**Problem description:** Rewrite the records below, swapping "indicate" for "mark" everywhere and keeping everything else the same.

**Records to use:**
+===+

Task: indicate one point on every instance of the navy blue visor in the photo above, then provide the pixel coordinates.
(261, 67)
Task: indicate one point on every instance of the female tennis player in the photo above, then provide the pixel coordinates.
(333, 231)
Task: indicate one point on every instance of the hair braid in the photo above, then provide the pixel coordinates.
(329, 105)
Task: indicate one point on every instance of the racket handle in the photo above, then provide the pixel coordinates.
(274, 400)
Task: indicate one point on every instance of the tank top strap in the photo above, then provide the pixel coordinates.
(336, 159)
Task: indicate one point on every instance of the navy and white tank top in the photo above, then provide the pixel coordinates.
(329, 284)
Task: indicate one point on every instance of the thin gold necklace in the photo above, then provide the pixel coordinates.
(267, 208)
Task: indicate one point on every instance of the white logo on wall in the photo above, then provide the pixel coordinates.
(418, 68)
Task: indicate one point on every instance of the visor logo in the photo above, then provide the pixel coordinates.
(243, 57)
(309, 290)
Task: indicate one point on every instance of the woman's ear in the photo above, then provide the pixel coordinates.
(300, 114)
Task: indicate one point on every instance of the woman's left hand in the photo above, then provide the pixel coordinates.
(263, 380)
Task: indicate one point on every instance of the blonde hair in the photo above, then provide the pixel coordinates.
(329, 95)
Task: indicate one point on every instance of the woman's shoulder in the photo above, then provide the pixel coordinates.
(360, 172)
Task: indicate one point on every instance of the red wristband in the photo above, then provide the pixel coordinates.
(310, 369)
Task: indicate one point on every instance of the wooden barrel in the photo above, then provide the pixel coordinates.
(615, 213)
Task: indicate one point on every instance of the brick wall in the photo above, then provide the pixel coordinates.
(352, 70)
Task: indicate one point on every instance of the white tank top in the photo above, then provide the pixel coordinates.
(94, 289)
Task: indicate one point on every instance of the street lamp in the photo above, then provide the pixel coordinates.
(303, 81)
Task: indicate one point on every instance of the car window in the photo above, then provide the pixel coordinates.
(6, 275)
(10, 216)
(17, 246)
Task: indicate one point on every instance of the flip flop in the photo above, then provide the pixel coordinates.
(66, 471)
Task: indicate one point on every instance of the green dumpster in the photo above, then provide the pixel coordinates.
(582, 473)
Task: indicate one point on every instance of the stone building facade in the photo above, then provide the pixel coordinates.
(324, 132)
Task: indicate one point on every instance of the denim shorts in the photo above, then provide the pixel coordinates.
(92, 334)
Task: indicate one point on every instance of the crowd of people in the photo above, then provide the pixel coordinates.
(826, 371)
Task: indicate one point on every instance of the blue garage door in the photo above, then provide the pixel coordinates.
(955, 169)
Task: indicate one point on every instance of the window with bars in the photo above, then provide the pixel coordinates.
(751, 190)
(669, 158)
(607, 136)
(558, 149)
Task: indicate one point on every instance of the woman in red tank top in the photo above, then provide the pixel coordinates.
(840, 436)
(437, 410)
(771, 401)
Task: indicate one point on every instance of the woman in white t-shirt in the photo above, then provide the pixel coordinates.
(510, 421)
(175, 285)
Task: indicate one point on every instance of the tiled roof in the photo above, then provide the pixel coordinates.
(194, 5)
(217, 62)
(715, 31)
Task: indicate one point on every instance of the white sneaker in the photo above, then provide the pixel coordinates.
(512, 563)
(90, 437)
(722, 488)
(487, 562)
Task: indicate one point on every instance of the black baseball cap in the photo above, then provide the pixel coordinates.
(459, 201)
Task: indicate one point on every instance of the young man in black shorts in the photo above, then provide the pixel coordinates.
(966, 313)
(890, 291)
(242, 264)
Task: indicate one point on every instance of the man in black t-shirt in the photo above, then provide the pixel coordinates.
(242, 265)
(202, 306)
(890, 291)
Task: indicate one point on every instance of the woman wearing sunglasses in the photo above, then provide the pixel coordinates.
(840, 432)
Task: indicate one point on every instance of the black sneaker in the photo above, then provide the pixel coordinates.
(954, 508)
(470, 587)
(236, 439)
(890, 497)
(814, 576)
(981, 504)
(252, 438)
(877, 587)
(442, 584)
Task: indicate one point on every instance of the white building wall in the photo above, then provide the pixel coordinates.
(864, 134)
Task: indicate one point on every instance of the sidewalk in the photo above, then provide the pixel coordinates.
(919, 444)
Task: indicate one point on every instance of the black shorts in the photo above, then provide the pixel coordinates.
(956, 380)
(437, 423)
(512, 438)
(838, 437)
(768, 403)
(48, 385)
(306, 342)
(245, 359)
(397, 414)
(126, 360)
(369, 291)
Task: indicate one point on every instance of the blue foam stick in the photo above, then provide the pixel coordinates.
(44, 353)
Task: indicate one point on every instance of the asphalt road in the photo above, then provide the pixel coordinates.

+===+

**Result for this exercise:**
Task: mark one point on every instance of the navy blue visor in the photo above, then provide the pixel coordinates.
(261, 67)
Task: mark one point on every instance of the female tennis player in the photo above, then provide the pixel coordinates.
(333, 231)
Task: mark one point on every instance of the hair braid in the photo above, then provide the pixel coordinates.
(329, 105)
Task: mark one point on every instance of the racket handle in the photo above, then provide the pixel coordinates.
(274, 400)
Task: mark one point on every instance of the tank top strap in the photo above, then provide the pixel coordinates.
(336, 159)
Task: mark one point on every instance of the navy and white tank top in the photo above, then provide the pixel coordinates.
(329, 284)
Task: mark one point on every instance of the thin gold necklace in the photo above, then provide the pixel coordinates.
(267, 208)
Task: mark one point on every instance of the white logo on wall in the photo above, then provide the pixel coordinates.
(418, 68)
Task: mark one point on every instance of the visor logo in the photo above, then provide the pixel coordinates.
(243, 57)
(309, 290)
Task: mark one point on every instance of the woman's ear in the photo above, then provide the pixel coordinates.
(300, 114)
Task: mark one point on every instance of the woman's left hand in the photo above, then provide the pixel coordinates.
(263, 380)
Task: mark one point on every instance of the blonde hair in the photo above, then provide the pixel coordinates.
(329, 95)
Task: mark one point on every instance of the woman's shoulder in the photo above, then provide the pixel coordinates.
(360, 172)
Task: mark one point on every instance of the red wristband in the photo above, then provide the pixel coordinates.
(310, 369)
Task: mark one point on every instance of the wooden barrel in the photo above, then provide the pixel coordinates.
(615, 213)
Task: mark one point on every instance of the brick wall in the photo above, then provide the pixel coordinates.
(352, 70)
Task: mark one point on every instance of the white tank top in the photo above, then provide the pixel coordinates.
(94, 289)
Task: mark one point on every instance of the street lamp in the photo above, then provide the pixel coordinates.
(303, 81)
Task: mark one point on every instance of the car window in the photo above, then provide the pixel coordinates.
(6, 275)
(10, 216)
(17, 246)
Task: mark one point on every instance of the flip flop in the photo above, then provide the pixel coordinates.
(66, 471)
Task: mark one point on every instance of the green dumpster in the photo above, then provide the pixel coordinates.
(582, 473)
Task: mark one point on every instance of the stone building facade in the photo above, then provide the pixel coordinates.
(324, 132)
Task: mark one point on every instance of the denim shorts in the photo above, then provide the pixel coordinates.
(92, 334)
Task: mark one point on every instance of the crowd of people in the photo above, then provide the pixel coordinates.
(826, 371)
Task: mark one point on every instance of the blue garage door in the photo above, then provide the pixel coordinates.
(955, 169)
Task: mark one point on every instance of the window with bars in the photo above, then provide the pixel coordinates.
(751, 190)
(669, 158)
(607, 136)
(558, 149)
Task: mark one point on every instance of the woman in red tank top in the photo above, then provide the pixel coordinates.
(840, 436)
(437, 410)
(771, 401)
Task: mark one point on every instance of the woman in white t-shirt in the photo above, then provide the pixel coordinates.
(510, 421)
(175, 285)
Task: mark one point on every instance of the tiled roof in the photo above, then provide the pixel coordinates.
(194, 5)
(217, 62)
(715, 31)
Task: mark one point on every instance of the white sneaker in the photo above, then provide the pixel coordinates.
(512, 563)
(90, 437)
(722, 488)
(487, 562)
Task: mark one point on every instance of the black baseball cap in the photo above, then provide the pixel coordinates.
(459, 201)
Task: mark one point on every instance of the young man in black shorts in the photo above, then provide the pixel coordinates.
(966, 313)
(890, 291)
(242, 264)
Task: mark one point on every instance of the man in black t-shirt in the photo above, then provide the pixel coordinates.
(242, 265)
(202, 306)
(890, 291)
Task: mark one point on every instance of the woman wearing sunglasses in the photo above, then provide the pixel coordinates.
(840, 432)
Task: mark one point on every instance of the black sneaker in the photo above, then provide the pixel coordinates.
(954, 508)
(470, 587)
(236, 439)
(890, 497)
(814, 576)
(981, 504)
(252, 438)
(877, 587)
(442, 584)
Task: mark one point on every instance of the white building wall in the photo above, then provide the pixel coordinates.
(864, 134)
Task: mark one point on every instance of the sidewalk in the photo above, then provide the pixel coordinates.
(919, 444)
Task: mark one point on every instance of the black shorts in the photo above, then provide the pixel coordinates.
(956, 380)
(437, 423)
(512, 438)
(838, 437)
(768, 403)
(48, 385)
(306, 342)
(245, 359)
(397, 414)
(126, 360)
(369, 291)
Task: mark one point on every instance of the blue foam stick in the photo above, then provide the pixel coordinates.
(44, 353)
Task: mark one point on every instance of the asphalt road in the photo above, then provide the pixel coordinates.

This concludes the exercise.